## Text block
================
In the preamble to the November regulations, the Secretary stated that the reason for the change was that the test for whether a default was caused by improper servicing or collection specified in the April regulations made the adjudication of appeals too time-consuming for the Secretary. Moreover, the Secretary asserted that the new standard should make it easier for schools to show errors in a cohort default rate, but that he would apply “whichever standard would be more favorable to the institution.”
AACS contends, however, in Counts 1 and 2 of its complaint that the November standard is, in fact, more difficult — not easier— for schools to satisfy, and that the Secretary has refused to apply the more favorable of the two tests, and is instead applying only the November standard. AACS further argues that schools that initially amended their appeals for 1989-1991 (as the April regulations instructed them to do) were disadvantaged by the subsequent announcement of *1259the November standard. According to AACS, the Secretary refused to allow these schools to further amend their appeals to conform with the November requirements.
AACS also complains in Counts 4 and 5 that the erroneous data appeals process does not give schools an adequate opportunity to review data and loan servicing records in order to identify any mistakes in the calculation of the schools’ cohort default rate. Count 4 alleges that this practice violates both the Higher Education Act and the APA and Count 5 alleges that it violates due process. AACS furthermore contends that the Secretary has stated, in “Enclosure One” to his recent appeal decision letters, that he will not consider any arguments about this practice in the context of administrative appeals.
In addition to these complaints about the appeals process itself, AACS asserts in Count 3 that the Secretary’s practice of determining when a loan enters repayment violates the plain meaning of the statute governing such calculations. AACS contends that the statute and regulations require the Secretary to make a day-specific determination: a loan enters repayment on the first day after the expiration of a six-month grace period. AACS is correct. The statute clearly provides that “the repayment period ... shall begin (i) the day after 6 months after the student” is no longer in school on at least a one-half time basis. 29 U.S.C. § 1078(b)(7). Despite that unambiguous directive from Congress, AACS asserts that the Secretary has allowed lenders to make a “month specific” calculation that results in a different cohort default rate. AACS further points out that the Secretary admitted in a 1996 “Dear Colleague” interpretive guidance letter that it is using the allegedly illegal procedure and that it intends to continue that practice.
================
## Stored rows

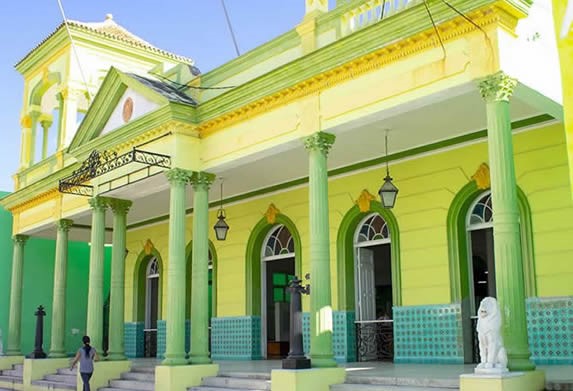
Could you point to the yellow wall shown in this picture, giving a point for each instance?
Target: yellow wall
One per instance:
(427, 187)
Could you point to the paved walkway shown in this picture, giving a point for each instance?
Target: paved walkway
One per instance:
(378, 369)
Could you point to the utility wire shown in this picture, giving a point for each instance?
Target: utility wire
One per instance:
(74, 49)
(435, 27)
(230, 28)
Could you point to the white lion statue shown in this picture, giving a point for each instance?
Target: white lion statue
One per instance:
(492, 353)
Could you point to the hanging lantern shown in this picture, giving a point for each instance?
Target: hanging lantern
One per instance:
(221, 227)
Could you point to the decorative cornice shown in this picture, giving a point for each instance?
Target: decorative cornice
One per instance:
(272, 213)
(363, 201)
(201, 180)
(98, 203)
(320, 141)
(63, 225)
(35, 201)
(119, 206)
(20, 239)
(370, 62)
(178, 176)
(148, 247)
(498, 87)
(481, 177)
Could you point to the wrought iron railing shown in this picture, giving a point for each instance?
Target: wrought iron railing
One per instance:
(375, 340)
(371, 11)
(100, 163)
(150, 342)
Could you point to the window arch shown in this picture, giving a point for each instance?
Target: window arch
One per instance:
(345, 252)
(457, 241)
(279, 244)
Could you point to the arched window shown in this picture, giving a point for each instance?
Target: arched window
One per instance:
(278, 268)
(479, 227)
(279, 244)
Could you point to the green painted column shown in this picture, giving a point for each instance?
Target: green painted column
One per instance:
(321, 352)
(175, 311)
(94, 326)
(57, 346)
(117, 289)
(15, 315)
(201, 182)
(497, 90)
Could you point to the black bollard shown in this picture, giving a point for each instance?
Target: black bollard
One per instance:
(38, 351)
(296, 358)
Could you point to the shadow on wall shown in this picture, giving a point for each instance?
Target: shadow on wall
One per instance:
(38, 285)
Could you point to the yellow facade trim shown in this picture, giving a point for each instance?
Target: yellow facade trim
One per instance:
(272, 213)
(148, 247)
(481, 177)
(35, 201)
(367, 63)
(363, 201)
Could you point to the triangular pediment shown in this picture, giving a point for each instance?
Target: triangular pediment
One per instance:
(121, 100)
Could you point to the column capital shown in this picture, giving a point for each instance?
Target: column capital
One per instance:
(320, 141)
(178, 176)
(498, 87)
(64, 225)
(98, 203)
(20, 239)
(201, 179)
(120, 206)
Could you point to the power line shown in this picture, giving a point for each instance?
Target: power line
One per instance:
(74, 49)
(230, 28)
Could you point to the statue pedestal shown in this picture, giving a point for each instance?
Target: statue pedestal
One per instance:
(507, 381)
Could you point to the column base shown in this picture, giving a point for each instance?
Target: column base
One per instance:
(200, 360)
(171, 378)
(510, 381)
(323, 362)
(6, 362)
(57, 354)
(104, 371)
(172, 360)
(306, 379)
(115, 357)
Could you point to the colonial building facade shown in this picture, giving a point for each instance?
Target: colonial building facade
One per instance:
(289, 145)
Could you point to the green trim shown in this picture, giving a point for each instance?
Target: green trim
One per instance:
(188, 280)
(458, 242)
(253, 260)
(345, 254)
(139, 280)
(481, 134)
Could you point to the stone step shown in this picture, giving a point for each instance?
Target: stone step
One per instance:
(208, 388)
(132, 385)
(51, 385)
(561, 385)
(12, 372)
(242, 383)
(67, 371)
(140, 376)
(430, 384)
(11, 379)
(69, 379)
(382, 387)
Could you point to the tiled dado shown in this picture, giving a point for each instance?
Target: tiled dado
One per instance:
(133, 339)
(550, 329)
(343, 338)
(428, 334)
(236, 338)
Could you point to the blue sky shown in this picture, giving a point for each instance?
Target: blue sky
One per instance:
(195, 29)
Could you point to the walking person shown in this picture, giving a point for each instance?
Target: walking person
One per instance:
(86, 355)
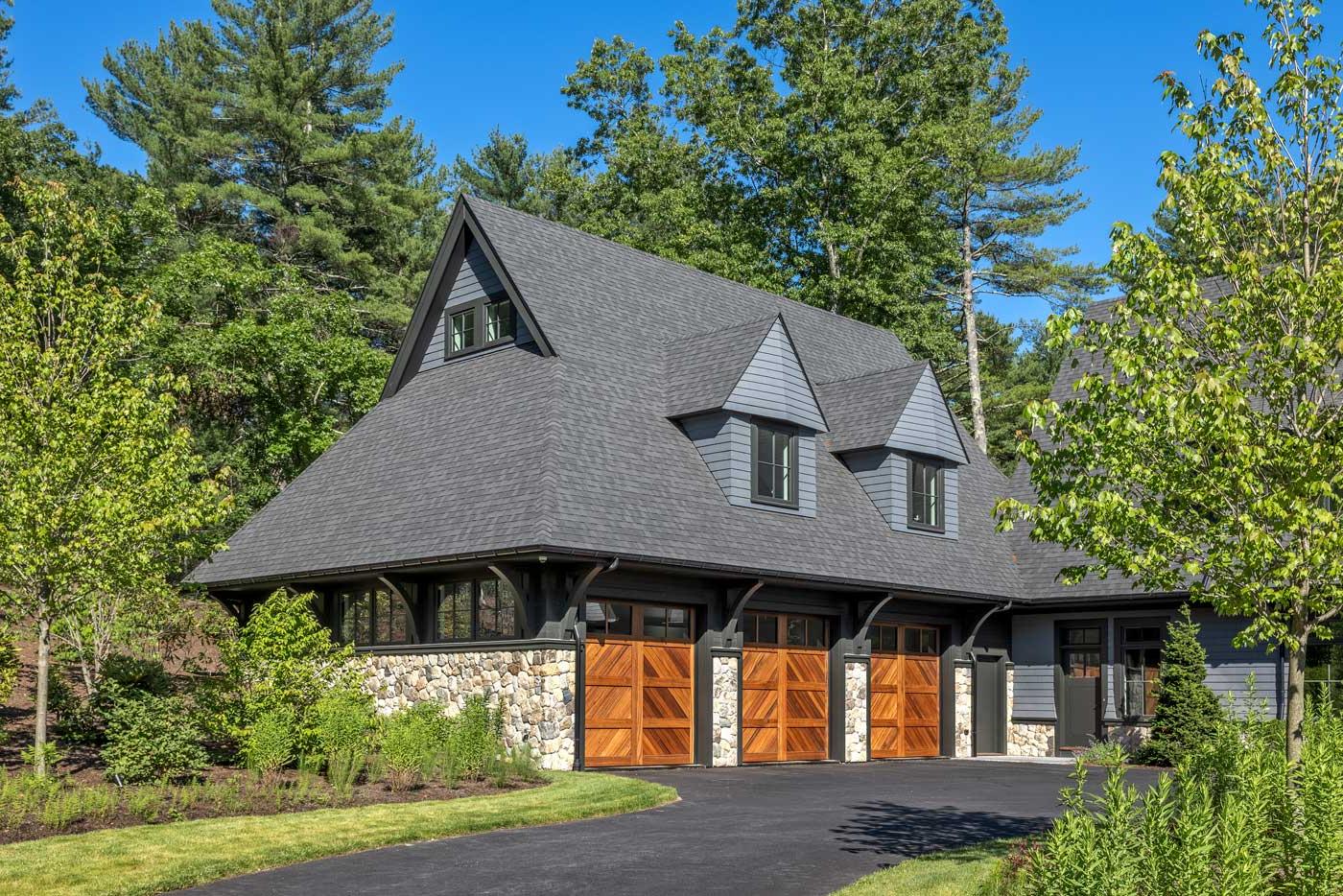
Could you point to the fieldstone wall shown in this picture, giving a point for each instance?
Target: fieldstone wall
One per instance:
================
## What is asked
a – Summarize the excerpt on the AACS challenge to the Secretary's cohort default rate practices in three sentences.
b – Write the next portion of the excerpt on the AACS challenge, picking up immediately after its final sentence.

## Final answers
a – The Secretary replaced the April test for whether improper servicing or collection caused a default with a November standard, stating that the earlier test made adjudicating appeals too time-consuming, that the new standard should be easier for schools to satisfy, and that he would apply whichever standard was more favorable to the institution. In Counts 1 and 2, AACS contends that the November standard is in fact harder to meet, that the Secretary applies only that standard, and that schools which had amended their appeals under the April regulations were refused a further amendment. In Counts 4 and 5 it alleges that the erroneous data appeals process denies schools an adequate opportunity to review data and loan servicing records, and in Count 3 it argues that the statute requires a day-specific determination that repayment begins after a six-month grace period, a position the excerpt calls correct, while the Secretary has allowed lenders a month-specific calculation and, according to AACS, admitted in a 1996 guidance letter that it intends to continue that practice.

b –
In view of these facts, it is clear that all of AACS’s claims may properly be brought directly in federal court and that no administrative hearing is necessary or even appropriate. It appears that the majority misapprehends the purpose of administrative exhaustion, which is to allow agencies to adjudicate “complex, fact bound, discretionary determinations” within the particular competence of the agency. Gete v. Immigration and Naturalization Serv., 121 F.3d 1285, 1292 (9th Cir.1997). This is not such a case.
In Gete, aliens whose cars were seized by the INS brought a constitutional challenge to the agency’s forfeiture process. The INS, like the majority here, contended that the court lacked jurisdiction to consider the claims because the claimants had not exhausted their administrative remedies. This court found that there was jurisdiction, pointing to the difference between “review of the merits of an agency decision [to seize a particular car] and review of an administrative procedure.” Id. (citing Marozsan v. United States, 852 F.2d 1469, 1477 (7th Cir.1988)).
Similarly, this lawsuit challenges the Secretary’s procedures and the appeal process itself, rather than a specific outcome in a particular case. Without acknowledging it, the majority overrules the district court on this point. In fact, the majority’s alternative holding directly contravenes the district court’s conclusion. In determining that AACS met the requirements for associational standing, the district court held:
the claims asserted are that the DOE is improperly calculating CDR’s, improperly determining loan repayment dates, and providing a flawed appeal process. Plaintiffs burden would be to prove how the formula the Secretary is using to calculate CDR’s and the method the Secretary is using to determine loan repayment dates violate the law and how the appeal process is legally flawed. Although specific examples of how CDR’s are being calculated are used, this does not require proof of how the CDR of each member of plaintiff is calculated. Such individual calculation is not necessary to determine which schools have been injured. Injury, for purposes of declaratory relief, will be proved if plaintiff proves the formula used in calculating CDR’s, the method used in determining loan repayment dates, or the appeal process provided by the Secretary violates the law.
(emphasis added). The district court concluded that “[s]ueh declaratory relief can be awarded without individual participation of plaintiffs members.” I agree with the district court, and for similar reasons, conclude *1260that there is no need for AACS and its members to pursue administrative appeals.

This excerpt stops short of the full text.